Reproduce, with no changes, the line where "Expected behaviour: when the mountain" appears and every subsequent line of the listing, the last one included.

+ + + + +

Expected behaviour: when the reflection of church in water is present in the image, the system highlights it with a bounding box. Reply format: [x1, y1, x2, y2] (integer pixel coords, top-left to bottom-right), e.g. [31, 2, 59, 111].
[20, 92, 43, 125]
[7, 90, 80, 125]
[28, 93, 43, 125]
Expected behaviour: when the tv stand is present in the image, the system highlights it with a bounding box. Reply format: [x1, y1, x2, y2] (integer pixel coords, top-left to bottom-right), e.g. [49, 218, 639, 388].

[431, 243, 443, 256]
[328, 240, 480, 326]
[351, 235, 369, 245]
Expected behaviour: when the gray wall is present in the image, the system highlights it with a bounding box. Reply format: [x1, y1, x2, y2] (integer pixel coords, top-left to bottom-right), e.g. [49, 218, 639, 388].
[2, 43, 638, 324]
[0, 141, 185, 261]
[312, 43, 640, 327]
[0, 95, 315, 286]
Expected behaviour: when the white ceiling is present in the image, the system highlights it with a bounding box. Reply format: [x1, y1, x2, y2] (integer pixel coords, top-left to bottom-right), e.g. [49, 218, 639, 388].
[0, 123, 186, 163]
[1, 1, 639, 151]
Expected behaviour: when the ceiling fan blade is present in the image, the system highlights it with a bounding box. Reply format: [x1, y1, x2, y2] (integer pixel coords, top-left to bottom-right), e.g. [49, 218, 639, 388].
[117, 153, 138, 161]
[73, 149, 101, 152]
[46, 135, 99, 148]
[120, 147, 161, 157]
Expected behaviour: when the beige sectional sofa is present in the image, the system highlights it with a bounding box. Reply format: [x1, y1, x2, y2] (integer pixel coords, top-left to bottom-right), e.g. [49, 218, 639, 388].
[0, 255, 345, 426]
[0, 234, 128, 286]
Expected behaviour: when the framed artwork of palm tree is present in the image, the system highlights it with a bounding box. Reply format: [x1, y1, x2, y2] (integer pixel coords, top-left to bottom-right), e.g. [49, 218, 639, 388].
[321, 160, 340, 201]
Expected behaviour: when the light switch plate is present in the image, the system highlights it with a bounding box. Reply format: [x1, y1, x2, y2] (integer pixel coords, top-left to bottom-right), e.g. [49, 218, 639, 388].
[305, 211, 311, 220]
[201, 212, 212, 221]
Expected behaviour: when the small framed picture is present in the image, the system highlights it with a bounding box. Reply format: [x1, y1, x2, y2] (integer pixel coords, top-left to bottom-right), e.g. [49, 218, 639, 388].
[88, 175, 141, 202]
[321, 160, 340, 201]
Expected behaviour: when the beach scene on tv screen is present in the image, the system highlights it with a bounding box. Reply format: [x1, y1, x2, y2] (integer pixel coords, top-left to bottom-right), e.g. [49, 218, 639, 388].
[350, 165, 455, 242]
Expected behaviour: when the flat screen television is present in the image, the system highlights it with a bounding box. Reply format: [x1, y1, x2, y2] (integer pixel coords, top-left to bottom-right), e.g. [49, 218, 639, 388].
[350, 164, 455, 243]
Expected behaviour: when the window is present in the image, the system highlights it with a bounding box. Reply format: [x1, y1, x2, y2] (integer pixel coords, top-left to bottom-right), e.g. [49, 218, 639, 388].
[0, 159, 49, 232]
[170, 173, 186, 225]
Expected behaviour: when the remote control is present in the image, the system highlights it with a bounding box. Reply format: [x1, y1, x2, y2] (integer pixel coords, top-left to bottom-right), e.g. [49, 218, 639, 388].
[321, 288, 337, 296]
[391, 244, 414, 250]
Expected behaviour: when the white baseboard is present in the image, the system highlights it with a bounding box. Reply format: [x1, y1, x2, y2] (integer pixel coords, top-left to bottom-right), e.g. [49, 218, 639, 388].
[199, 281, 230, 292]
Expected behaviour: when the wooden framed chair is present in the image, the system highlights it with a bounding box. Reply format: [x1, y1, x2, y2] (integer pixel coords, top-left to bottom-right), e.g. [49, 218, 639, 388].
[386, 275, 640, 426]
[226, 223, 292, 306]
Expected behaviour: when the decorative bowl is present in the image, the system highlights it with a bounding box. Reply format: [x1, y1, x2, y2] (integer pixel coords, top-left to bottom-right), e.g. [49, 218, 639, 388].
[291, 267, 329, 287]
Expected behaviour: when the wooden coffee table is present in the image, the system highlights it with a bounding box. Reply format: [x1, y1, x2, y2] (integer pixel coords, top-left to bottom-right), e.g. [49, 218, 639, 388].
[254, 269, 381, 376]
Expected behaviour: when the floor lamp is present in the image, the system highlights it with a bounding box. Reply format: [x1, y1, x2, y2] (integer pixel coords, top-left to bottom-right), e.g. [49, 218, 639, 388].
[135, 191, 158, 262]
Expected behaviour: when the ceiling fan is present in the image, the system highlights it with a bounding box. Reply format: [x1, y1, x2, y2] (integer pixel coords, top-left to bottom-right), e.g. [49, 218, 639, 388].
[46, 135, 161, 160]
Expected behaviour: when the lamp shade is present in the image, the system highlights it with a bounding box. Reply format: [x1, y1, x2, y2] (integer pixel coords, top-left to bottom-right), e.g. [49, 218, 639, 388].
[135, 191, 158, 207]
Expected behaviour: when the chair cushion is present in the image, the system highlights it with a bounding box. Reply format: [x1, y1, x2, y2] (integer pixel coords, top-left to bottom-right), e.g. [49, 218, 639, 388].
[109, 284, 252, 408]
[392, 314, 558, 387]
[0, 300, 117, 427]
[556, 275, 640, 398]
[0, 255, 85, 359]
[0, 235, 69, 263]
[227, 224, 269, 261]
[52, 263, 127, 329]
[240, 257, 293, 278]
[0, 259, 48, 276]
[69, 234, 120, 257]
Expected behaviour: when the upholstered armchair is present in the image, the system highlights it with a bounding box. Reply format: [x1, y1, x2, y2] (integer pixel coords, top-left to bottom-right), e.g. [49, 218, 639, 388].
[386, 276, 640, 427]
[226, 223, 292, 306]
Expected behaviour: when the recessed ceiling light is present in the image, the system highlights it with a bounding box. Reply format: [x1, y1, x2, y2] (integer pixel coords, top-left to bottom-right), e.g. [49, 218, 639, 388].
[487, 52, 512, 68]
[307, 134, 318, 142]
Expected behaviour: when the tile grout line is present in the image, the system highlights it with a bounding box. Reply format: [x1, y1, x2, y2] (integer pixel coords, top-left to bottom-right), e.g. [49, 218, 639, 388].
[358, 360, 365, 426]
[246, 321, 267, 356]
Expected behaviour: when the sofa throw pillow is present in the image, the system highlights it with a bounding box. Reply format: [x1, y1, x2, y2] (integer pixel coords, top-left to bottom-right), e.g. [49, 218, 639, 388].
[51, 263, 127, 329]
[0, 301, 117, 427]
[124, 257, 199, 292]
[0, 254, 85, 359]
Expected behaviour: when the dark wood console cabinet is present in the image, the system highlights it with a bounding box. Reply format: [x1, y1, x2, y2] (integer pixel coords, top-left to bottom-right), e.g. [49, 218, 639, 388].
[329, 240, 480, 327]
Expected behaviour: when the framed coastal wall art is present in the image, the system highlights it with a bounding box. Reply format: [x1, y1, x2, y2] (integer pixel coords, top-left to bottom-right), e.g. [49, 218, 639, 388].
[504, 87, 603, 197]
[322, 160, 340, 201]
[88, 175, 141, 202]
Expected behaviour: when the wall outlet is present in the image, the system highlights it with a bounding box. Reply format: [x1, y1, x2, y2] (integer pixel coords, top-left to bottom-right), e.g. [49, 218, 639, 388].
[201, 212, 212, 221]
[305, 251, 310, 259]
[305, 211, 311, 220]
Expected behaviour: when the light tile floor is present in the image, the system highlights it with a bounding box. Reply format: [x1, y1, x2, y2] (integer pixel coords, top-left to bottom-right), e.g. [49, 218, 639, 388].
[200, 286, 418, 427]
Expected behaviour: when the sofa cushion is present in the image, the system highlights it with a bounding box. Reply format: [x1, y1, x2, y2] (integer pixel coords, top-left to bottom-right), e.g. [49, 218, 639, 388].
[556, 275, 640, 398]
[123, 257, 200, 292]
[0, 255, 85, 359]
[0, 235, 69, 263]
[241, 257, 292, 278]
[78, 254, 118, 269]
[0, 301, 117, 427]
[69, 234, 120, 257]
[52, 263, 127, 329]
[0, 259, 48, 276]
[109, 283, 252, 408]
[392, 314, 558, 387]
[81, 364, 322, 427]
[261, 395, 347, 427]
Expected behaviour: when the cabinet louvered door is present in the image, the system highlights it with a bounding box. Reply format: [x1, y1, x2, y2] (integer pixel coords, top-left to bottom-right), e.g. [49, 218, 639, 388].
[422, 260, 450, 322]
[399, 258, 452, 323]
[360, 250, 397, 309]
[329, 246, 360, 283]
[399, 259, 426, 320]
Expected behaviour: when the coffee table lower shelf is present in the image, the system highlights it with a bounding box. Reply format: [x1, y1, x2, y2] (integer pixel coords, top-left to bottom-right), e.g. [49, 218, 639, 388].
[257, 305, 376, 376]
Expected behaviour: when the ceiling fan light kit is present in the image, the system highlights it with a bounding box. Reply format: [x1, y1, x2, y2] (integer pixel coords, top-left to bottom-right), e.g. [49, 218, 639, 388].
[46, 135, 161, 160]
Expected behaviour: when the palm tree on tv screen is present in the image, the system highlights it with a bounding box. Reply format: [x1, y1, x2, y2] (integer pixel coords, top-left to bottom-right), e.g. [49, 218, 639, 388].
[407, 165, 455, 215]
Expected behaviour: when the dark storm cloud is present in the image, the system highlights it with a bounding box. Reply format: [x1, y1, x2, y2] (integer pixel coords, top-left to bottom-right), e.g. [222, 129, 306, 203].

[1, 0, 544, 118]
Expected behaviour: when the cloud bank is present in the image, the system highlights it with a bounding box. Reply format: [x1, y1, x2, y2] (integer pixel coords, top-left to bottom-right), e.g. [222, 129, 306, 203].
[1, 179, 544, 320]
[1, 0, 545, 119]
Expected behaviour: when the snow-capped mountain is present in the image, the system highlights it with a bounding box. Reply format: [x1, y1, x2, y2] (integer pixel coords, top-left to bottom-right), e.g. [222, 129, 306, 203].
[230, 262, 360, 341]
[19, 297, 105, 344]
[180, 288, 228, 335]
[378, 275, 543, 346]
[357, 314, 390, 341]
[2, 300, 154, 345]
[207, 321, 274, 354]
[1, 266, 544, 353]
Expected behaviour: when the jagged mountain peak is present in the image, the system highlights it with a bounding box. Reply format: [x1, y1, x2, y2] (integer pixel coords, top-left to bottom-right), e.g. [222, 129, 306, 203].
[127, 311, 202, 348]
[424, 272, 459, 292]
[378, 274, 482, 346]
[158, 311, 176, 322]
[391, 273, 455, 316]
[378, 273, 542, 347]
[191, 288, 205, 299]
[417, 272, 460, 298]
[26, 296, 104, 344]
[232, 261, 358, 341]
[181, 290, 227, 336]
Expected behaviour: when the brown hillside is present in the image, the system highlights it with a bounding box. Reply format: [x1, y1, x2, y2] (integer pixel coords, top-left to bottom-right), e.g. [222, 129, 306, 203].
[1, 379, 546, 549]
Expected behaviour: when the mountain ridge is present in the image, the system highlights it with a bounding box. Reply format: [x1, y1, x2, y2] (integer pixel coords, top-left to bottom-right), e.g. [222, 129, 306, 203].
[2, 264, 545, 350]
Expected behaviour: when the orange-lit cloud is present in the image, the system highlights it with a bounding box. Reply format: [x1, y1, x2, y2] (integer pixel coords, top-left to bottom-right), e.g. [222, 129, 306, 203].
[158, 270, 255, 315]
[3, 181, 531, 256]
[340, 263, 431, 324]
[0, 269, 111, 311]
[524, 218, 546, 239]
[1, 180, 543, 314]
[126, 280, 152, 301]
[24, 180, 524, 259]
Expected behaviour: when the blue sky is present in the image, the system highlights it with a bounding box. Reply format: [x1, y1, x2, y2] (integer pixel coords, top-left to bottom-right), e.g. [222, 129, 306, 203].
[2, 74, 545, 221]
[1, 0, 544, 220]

+ + + + +

Answer to this exercise:
Expected behaviour: when the mountain ridge is present in the image, the system highlights it with a bounding box. Reply format: [x1, y1, x2, y2] (integer pixel coords, top-left to bottom-right), e.g. [222, 129, 306, 203].
[2, 264, 545, 350]
Expected behaviour: when the orange-lit cloud is present in the image, the system highlights it with a bounding box. Reply format: [x1, y1, x2, y2] (integer pixel coords, top-left to bottom-right), e.g. [222, 129, 306, 203].
[158, 270, 255, 315]
[3, 181, 531, 256]
[340, 263, 431, 324]
[0, 269, 111, 311]
[524, 218, 546, 239]
[1, 180, 543, 314]
[126, 280, 152, 301]
[24, 180, 524, 259]
Expected behaviour: when the blue sky is present in the image, the system highlights it with a bounding box. Reply format: [x1, y1, x2, y2] (integer pixel coords, top-left to bottom-right), e.g. [222, 129, 306, 203].
[2, 74, 545, 221]
[1, 0, 544, 220]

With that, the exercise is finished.